**ФРАГМЕНТ СТРАНИЦЫ:**
>>>>>

Поверхностный взгляд отметит тут явное противоречие, но в действительности его нет. Просто Толстому уже свойственно воспринимать события не так, как они видятся массе, и он стремится к постижению сложности, разнородности явлений, зная, что их истинный смысл откроется, только если охватить явление с самых разных сторон. Свой второй севастопольский рассказ, написанный летом, Толстой закончил декларацией, что его истинный герой, «который всегда был, есть и будет прекрасен», — правда. Одна лишь патетическая героика, равно как одно только негодование на безобразные армейские порядки, из-за которых дело идет к военной катастрофе и позору России, для Толстого никак не могли быть синонимами истины. Добивающемуся истины следовало прежде всего усвоить, что ни прямолинейной, ни упрощенной она не бывает.
Еще существеннее, что после всего пережитого в Севастополе истина для Толстого окончательно перестала соотноситься с войной. На Кавказе он себя убеждал, что война против горцев необходима, потому что надлежит защитить себя от набегов дикого племени, а Севастополь, когда поражение, по словам из его неоконченной докладной записки, означало бы «погибель всего того благого, что кровью приобрела Россия», оправдание войны могло бы показаться самоочевидным. Однако «Севастополь в мае» начинается сотни раз процитированным впоследствии рассуждением о невозможности, недопустимости войны как таковой, потому что «или война есть сумасшествие, или ежели люди делают это сумасшествие, они совсем не разумные существа, как у нас почему-то принято думать». И, какими бы непредсказуемыми путями ни двигалась затем его мысль, этим убеждением Толстой ни поступится никогда.

<<<<<

**ЗАПИСИ НАБОРА ДАННЫХ:**
>>>>>

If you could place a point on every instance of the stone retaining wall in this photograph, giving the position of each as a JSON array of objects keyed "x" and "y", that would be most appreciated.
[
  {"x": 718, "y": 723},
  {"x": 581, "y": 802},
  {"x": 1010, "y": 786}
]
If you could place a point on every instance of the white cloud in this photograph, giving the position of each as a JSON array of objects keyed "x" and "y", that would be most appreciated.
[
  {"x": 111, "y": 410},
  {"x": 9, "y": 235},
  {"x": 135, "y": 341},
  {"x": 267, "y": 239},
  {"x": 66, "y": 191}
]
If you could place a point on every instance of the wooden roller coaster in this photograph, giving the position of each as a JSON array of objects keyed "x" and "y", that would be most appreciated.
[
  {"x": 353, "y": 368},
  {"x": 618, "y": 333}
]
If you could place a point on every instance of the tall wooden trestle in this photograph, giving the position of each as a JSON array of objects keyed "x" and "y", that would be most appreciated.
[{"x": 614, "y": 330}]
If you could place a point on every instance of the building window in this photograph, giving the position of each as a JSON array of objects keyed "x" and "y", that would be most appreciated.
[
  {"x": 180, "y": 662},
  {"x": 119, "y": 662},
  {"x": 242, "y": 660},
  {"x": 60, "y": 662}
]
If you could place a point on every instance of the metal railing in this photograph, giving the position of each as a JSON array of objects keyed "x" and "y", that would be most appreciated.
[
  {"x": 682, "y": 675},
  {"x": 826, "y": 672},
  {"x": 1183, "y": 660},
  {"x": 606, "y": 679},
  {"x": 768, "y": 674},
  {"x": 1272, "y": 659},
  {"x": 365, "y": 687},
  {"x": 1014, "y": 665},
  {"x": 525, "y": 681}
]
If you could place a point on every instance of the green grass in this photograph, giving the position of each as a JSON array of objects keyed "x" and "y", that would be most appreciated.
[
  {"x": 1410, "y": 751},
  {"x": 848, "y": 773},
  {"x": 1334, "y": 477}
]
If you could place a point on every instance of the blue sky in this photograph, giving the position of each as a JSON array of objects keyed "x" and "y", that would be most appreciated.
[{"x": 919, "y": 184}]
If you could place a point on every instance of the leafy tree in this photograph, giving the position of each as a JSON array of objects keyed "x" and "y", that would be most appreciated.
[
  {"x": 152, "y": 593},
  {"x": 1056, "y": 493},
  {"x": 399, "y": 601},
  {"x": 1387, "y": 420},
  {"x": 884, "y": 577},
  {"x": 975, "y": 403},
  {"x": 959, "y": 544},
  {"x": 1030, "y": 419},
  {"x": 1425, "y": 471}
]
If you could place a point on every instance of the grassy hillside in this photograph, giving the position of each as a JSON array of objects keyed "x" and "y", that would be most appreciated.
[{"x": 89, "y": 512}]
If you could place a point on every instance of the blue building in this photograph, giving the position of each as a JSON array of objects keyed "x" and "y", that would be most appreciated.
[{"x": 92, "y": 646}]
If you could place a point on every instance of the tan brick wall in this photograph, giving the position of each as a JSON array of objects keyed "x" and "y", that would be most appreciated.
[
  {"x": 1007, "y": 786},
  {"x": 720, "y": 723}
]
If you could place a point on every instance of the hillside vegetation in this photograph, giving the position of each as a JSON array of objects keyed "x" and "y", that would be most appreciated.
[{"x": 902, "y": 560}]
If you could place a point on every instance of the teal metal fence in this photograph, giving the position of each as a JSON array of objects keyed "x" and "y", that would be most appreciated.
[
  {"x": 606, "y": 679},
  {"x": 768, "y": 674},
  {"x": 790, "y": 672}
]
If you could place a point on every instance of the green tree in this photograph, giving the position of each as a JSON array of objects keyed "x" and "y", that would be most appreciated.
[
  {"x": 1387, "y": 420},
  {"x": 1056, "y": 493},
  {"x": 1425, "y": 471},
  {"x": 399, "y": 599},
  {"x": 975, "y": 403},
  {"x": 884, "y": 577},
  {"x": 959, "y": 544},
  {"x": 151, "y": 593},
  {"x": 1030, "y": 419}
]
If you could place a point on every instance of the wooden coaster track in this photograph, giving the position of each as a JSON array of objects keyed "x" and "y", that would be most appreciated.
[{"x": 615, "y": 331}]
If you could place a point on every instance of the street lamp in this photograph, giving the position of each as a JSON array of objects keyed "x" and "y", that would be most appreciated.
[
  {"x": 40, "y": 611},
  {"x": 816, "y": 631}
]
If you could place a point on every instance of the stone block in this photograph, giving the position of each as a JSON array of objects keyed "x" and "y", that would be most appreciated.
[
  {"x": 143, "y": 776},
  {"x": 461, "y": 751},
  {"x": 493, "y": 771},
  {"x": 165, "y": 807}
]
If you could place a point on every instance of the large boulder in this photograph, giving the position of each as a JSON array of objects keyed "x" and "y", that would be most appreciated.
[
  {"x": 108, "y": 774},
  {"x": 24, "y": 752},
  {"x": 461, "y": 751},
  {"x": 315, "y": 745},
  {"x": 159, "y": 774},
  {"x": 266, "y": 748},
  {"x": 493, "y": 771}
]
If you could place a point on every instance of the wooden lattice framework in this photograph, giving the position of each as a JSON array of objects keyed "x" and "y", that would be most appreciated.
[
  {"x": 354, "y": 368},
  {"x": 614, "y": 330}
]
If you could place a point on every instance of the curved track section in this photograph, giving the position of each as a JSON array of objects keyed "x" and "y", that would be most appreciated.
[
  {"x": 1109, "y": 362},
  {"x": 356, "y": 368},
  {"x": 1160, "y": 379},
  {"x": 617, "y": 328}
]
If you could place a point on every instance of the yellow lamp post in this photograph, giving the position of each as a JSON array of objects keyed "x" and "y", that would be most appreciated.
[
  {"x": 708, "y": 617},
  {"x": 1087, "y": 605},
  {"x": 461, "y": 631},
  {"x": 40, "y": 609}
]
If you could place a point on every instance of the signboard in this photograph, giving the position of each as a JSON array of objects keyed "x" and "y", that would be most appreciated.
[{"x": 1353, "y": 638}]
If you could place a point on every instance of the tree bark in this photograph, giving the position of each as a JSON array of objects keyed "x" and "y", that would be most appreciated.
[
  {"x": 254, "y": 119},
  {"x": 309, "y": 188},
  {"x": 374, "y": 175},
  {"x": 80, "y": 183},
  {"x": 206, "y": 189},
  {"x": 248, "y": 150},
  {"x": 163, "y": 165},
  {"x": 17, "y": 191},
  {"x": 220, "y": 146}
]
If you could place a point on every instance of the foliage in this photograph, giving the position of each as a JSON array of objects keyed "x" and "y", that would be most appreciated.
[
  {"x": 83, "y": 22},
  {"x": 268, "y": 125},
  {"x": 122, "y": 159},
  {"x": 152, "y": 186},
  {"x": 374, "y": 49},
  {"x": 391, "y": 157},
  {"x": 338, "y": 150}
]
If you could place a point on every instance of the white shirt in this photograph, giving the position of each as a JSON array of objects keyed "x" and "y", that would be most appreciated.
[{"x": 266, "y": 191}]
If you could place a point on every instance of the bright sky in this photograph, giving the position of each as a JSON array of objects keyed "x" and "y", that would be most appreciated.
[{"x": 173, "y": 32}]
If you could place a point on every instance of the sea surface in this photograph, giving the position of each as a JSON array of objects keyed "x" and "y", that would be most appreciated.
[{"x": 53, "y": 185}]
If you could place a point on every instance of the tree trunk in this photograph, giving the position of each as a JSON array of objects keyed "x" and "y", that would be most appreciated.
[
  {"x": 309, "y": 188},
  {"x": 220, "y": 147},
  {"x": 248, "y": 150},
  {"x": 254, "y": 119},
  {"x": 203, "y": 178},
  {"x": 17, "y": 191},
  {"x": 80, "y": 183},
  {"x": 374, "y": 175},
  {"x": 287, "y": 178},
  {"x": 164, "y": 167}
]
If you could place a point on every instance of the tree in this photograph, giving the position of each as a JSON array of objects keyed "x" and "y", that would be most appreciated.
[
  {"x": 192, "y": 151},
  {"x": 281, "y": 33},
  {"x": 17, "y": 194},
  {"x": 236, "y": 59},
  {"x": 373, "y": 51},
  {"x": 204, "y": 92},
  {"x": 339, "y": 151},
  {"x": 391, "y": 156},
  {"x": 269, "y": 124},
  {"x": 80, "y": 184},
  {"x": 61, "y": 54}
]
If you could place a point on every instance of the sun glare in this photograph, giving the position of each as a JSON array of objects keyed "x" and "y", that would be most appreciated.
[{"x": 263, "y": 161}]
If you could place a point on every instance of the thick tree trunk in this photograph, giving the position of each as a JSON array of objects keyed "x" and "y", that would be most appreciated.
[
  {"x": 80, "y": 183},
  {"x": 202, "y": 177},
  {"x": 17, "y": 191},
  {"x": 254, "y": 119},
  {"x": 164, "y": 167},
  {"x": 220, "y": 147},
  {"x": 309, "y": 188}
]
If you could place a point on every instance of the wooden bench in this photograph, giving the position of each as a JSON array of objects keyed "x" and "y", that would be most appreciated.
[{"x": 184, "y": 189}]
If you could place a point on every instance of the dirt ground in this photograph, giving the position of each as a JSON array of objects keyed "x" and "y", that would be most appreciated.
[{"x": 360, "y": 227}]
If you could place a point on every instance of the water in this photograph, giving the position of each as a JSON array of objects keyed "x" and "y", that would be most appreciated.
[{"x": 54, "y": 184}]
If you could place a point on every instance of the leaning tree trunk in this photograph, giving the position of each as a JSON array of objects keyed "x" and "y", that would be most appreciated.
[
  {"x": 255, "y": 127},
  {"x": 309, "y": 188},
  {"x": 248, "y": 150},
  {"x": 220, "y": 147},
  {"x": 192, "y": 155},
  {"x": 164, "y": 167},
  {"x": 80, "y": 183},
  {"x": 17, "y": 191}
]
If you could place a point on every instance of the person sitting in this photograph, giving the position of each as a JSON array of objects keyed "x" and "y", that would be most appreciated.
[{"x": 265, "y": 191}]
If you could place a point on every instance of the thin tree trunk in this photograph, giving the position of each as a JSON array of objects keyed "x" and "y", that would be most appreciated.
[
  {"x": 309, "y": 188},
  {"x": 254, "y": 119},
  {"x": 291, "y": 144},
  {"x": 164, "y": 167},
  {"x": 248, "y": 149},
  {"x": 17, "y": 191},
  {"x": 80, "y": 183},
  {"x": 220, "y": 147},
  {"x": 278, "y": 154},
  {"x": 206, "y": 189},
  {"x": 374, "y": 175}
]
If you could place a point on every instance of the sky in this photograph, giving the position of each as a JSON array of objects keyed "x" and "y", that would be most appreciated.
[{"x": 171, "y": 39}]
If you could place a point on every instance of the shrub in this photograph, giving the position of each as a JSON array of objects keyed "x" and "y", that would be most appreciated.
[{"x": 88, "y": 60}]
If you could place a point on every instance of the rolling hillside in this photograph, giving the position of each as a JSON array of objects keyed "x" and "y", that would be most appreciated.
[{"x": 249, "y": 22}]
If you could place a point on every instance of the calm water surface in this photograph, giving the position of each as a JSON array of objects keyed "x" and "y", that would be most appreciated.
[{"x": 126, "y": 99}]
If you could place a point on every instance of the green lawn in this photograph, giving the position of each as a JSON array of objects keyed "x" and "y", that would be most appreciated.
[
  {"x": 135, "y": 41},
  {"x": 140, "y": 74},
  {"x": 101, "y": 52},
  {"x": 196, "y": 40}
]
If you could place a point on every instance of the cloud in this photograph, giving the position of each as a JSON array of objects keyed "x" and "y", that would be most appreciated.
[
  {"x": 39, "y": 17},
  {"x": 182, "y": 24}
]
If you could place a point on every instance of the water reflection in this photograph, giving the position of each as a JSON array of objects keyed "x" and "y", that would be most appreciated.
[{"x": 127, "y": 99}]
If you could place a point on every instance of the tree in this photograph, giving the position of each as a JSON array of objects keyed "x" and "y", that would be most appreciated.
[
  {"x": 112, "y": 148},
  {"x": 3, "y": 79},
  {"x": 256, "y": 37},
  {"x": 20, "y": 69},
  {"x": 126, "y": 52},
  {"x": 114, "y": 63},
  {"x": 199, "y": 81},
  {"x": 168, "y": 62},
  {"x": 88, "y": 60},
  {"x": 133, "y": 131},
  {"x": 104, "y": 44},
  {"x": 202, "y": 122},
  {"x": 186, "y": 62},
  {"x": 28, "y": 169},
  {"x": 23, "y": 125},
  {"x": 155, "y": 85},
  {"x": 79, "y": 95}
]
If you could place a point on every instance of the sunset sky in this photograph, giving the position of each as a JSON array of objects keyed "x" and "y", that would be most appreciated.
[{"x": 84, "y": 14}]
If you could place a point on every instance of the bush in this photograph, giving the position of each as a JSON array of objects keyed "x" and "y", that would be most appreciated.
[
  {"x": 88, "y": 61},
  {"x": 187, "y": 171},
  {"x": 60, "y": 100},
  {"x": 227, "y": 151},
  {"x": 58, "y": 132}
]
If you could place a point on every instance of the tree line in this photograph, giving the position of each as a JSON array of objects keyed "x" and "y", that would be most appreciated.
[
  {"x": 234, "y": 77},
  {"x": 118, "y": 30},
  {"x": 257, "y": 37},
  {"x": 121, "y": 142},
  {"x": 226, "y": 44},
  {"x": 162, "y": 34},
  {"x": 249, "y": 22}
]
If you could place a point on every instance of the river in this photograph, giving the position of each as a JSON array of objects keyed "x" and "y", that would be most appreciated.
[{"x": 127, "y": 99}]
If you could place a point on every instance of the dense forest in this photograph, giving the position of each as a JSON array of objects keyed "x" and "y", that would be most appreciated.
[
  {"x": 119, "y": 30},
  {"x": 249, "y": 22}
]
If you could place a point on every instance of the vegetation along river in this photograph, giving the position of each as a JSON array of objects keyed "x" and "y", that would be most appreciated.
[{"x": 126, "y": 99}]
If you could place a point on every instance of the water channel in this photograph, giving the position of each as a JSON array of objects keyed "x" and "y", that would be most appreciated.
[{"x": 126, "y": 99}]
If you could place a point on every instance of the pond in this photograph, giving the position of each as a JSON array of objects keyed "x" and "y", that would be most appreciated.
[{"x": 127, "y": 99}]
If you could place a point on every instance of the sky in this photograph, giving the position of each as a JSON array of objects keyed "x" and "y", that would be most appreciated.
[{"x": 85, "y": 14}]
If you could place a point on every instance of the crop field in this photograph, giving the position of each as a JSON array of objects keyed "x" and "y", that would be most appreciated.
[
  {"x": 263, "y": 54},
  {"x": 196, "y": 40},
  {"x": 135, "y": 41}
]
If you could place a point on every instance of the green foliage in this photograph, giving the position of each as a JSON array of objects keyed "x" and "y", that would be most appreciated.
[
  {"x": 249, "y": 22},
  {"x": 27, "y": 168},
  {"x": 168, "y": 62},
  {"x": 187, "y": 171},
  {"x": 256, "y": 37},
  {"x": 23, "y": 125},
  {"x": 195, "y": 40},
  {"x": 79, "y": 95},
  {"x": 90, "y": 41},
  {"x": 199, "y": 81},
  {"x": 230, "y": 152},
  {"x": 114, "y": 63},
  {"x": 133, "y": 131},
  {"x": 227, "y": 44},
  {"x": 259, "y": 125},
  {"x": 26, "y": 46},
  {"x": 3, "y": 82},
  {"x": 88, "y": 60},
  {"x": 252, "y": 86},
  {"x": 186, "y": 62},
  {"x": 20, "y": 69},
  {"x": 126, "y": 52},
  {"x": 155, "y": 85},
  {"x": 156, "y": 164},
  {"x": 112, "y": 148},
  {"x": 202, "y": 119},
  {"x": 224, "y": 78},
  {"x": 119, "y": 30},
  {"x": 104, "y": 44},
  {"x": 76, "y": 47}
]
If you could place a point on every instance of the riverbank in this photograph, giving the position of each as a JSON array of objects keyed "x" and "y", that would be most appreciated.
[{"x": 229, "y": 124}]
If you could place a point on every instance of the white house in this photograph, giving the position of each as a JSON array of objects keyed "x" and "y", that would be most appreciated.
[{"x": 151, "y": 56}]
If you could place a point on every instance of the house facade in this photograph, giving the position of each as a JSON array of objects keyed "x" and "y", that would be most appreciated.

<<<<<

**ЗАДАНИЯ:**
a: Выпишите дословно из фрагмента о Толстом и Севастополе отрывок между словами «Поверхностный взгляд отметит» и «она не бывает.», включая их.
b: С какого рассуждения, согласно фрагменту о Толстом и Севастополе, начинается «Севастополь в мае»?
c: Пожалуйста, продолжите фрагмент о Толстом и Севастополе, начав сразу после его последнего предложения.

**ОТВЕТЫ:**
a:
Поверхностный взгляд отметит тут явное противоречие, но в действительности его нет. Просто Толстому уже свойственно воспринимать события не так, как они видятся массе, и он стремится к постижению сложности, разнородности явлений, зная, что их истинный смысл откроется, только если охватить явление с самых разных сторон. Свой второй севастопольский рассказ, написанный летом, Толстой закончил декларацией, что его истинный герой, «который всегда был, есть и будет прекрасен», — правда. Одна лишь патетическая героика, равно как одно только негодование на безобразные армейские порядки, из-за которых дело идет к военной катастрофе и позору России, для Толстого никак не могли быть синонимами истины. Добивающемуся истины следовало прежде всего усвоить, что ни прямолинейной, ни упрощенной она не бывает.

b: С рассуждения о невозможности, недопустимости войны как таковой.

c:
Война могла для него быть героикой, но не могла стать целью, а значит, и пробудить страсть. Его духовная энергия устремлялась в иное русло, цель, без которой он не мыслил своего существования, виделась в искании истины, которая сделалась бы всеобщей и бесспорной. «Быть хорошим и счастливым», достичь литературной славы, чтобы явилось «добро, которое я могу сделать своими сочиненьями», — все эти отмеченные дневником определения предстоящего пути все-таки относятся только к нему самому, а притязания Толстого, по существу, гораздо серьезнее. Он хотел бы облагодетельствовать весь человеческий род, считая непреложностью, что человек «стремится к жизни духовной» больше, чем к любым плотским радостям. И если желание духовной жизни действительно преобладает у людей, то вот она цель, которой Толстой готов себя посвятить на десятилетия вперед: «…основание новой религии, религии Христа, но очищенной от веры и таинственности, религии практической, не обещающей будущее блаженство, но дающей блаженство на земле».
Мысль эта приходит к Толстому в первые же дни после перевода непосредственно в Севастополь, когда все происходящее вокруг менее всего располагает думать о блаженстве, да еще не потустороннем, а земном. Это характерное толстовское свойство: думать о вечном, искать главные ответы как раз в минуты, когда для остальных горизонт полностью заслонен длящимися драматическими событиями. Севастополь будет оставлен в конце августа, Толстой по горячему следу напишет эпилог печально закончившейся эпопеи, а важнейшая идея, которая из нее родилась, будет им словно бы забыта на долгие десятилетия. Однако Толстой к ней вернется и она овладеет его сознанием уже до самого конца жизни. Уже поэтому севастопольский год явился самой значительной вехой в первую эпоху его биографии.
Если же говорить о биографии писателя Толстого, этот год стал вехой, поскольку были созданы три севастопольских рассказа.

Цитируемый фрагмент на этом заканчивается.